[Trecho selecionado]:
◆ ◆ ◆ ◆ ◆

O Álbum de Sergipe (1920) corresponde fielmente ao sentido etimológico do substantivo: uma espécie de livro de folhas brancas, nas quais se registram nomes, pensamentos, versos, músicas, retratos, paisagens e outras coisas com objetivos memorialísticos (Aulete, 1974, p. 136). Pode o Clodomir Silva ter pensado algo diferente – uma história de Sergipe, por exemplo, para “demonstrar fora do Estado as condições em que nos encontramos, a capacidade de ação de que somos dotados, os recursos de que dispomos” etc., mas o resultado foi mesmo um coquetel de informações desarticuladas – ou de registros articulados como a narrativa imagética de um álbum de família.
O plano do impresso assim denuncia essa Babel. Fora pensado para rememorar os fastos do centenário da independência de Sergipe, difundir e imortalizar a ação patriótica e modernizadora do Governo Pereira Lobo. O resultado é que passado e presente, tempo e espaço, história política e geografia física se misturam constantemente. Inicia-se com a narrativa da experiência sergipana, de capitania à província. O fluxo é interrompido para descrever-se a “parte física” – por sua vez, encerrada com uma nota sobre as Constituições locais, hino, selos e listagem de parlamentares estaduais e federais.
O Álbum trata, em seguida, de administração e finanças contemporâneas e encerra a descrição das contas para avaliar a história dos últimos cem anos. Volta-se ao presente, à biografia e aos feitos do Lobo governador. Muda-se abruptamente o foco para a cronologia sobre a imprensa sergipana do período 1832/1916 e, de novo, para a descrição das repartições públicas federais e estaduais, das entidades civis representativas como o Instituto Histórico e Geográfico de Sergipe, a Diocese de Aracaju e a Loja Maçônica Cotinguiba. Daí, salta-se para uma resenha corográfica de todos os 34 municípios.
Já perto do fim – estamos na página n. 303 – a experiência municipal é reunida em longa e útil lista de todas as cidades, vilas, povoados e arraiais, notas biográficas sobre notabilidades políticas, econômicas, literárias e religiosas, e quadros estatísticos da atividade produtiva relativa aos anos 1919/1920. Ufa !
Esqueçamos esse ligeiro plano seqüência e fiquemos, apenas, com a escrita da histórica tradicional. Mas, ela existe no impresso? Que tipo de história Clodomir teria praticado? As histórias estão em todo o Álbum e representam a variedade de gêneros em vigor por essas terras no final do século XIX. Há síntese global sobre a história de Sergipe – 1500/1822; síntese sobre o último século 1820/1920; história dos municípios; cronologia da imprensa sergipana; biografias de artistas, cientistas, políticos e religiosos. As limitações de espaço não permitem que se toque em todas as pedras. Também não quero fazer um sobrevôo no espectro iconográfico desse livro. Para isso, convido o leitor a desfrutá-lo diretamente. Aqui comento, apenas, o texto escrito – “Sergipe em cem anos” – que trata da época da “cristalização das aptidões sergipanas” – dizemos hoje, da identidade local.

◆ ◆ ◆ ◆ ◆

[Descrição da atividade]:
Enumere as histórias que, conforme o trecho sobre o Álbum de Sergipe, se encontram no impresso.

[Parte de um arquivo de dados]

◆ ◆ ◆ ◆ ◆

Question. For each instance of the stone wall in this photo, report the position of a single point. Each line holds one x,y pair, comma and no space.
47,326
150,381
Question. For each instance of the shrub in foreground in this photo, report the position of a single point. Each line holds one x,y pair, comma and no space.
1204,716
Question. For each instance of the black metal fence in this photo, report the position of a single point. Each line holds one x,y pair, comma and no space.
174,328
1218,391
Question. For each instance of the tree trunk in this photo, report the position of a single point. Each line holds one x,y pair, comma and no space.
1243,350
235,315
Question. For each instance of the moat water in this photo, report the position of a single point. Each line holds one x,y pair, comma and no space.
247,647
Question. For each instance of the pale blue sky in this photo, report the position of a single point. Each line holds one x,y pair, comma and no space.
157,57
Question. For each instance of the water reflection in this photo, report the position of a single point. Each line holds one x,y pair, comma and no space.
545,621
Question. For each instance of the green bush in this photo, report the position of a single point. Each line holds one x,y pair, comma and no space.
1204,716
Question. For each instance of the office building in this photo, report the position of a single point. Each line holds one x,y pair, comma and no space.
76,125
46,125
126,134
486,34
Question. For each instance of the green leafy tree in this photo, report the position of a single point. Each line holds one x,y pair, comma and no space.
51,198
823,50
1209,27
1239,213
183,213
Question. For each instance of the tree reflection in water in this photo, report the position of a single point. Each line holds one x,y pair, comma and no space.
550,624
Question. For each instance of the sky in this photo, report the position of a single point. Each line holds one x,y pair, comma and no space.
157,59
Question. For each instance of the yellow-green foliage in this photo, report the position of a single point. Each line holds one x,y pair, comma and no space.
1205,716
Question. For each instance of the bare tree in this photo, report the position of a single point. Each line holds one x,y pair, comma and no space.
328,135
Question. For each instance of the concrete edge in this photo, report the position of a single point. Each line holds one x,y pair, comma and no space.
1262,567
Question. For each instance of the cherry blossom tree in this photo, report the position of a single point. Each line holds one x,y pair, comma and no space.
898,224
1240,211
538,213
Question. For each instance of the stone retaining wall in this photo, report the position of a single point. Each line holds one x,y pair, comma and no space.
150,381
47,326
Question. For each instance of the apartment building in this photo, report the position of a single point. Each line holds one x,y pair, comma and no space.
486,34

◆ ◆ ◆ ◆ ◆

[Resposta escrita]:
- Síntese global sobre a história de Sergipe (1500/1822)
- Síntese sobre o último século (1820/1920)
- História dos municípios
- Cronologia da imprensa sergipana
- Biografias de artistas, cientistas, políticos e religiosos